*** Opening of Provided records ***
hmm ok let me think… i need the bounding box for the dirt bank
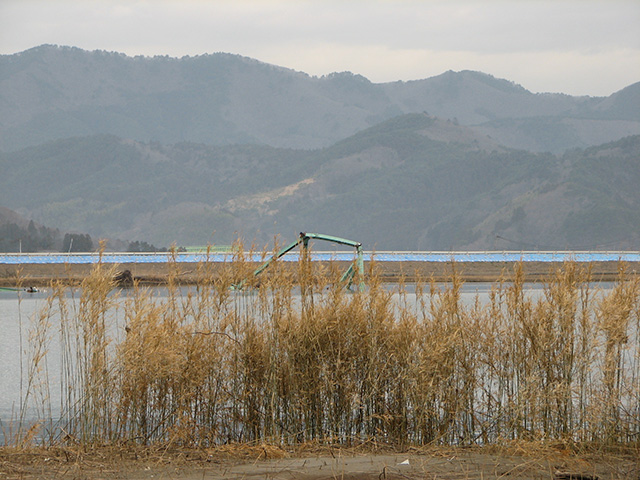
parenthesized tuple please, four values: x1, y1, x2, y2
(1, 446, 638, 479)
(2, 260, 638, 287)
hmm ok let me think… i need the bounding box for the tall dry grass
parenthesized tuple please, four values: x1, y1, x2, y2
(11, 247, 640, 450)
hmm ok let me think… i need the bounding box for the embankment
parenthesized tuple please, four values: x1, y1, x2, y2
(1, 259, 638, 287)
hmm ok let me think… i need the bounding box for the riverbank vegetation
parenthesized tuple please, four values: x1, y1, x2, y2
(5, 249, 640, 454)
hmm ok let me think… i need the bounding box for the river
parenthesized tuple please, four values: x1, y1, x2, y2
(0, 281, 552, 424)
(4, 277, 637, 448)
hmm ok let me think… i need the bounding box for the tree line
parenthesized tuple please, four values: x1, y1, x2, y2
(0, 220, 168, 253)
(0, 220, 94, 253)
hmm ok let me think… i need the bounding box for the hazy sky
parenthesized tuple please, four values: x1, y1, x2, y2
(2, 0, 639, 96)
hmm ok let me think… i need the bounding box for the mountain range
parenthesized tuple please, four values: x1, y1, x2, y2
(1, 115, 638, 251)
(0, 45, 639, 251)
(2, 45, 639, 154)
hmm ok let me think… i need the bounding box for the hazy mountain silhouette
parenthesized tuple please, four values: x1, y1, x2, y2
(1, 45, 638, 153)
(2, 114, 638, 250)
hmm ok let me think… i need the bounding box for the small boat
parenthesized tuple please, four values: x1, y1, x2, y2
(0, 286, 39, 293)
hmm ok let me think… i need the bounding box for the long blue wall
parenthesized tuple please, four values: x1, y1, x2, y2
*** Close of Provided records ***
- [Work item] Only lines with the string "think" are wanted; please find each one in the listing and copy it.

- [Result of the exercise]
hmm ok let me think… i need the bounding box for the dirt bank
hmm ok let me think… i need the bounding box for the tall dry grass
hmm ok let me think… i need the bounding box for the embankment
hmm ok let me think… i need the bounding box for the riverbank vegetation
hmm ok let me think… i need the bounding box for the river
hmm ok let me think… i need the bounding box for the tree line
hmm ok let me think… i need the bounding box for the hazy sky
hmm ok let me think… i need the bounding box for the mountain range
hmm ok let me think… i need the bounding box for the hazy mountain silhouette
hmm ok let me think… i need the bounding box for the small boat
hmm ok let me think… i need the bounding box for the long blue wall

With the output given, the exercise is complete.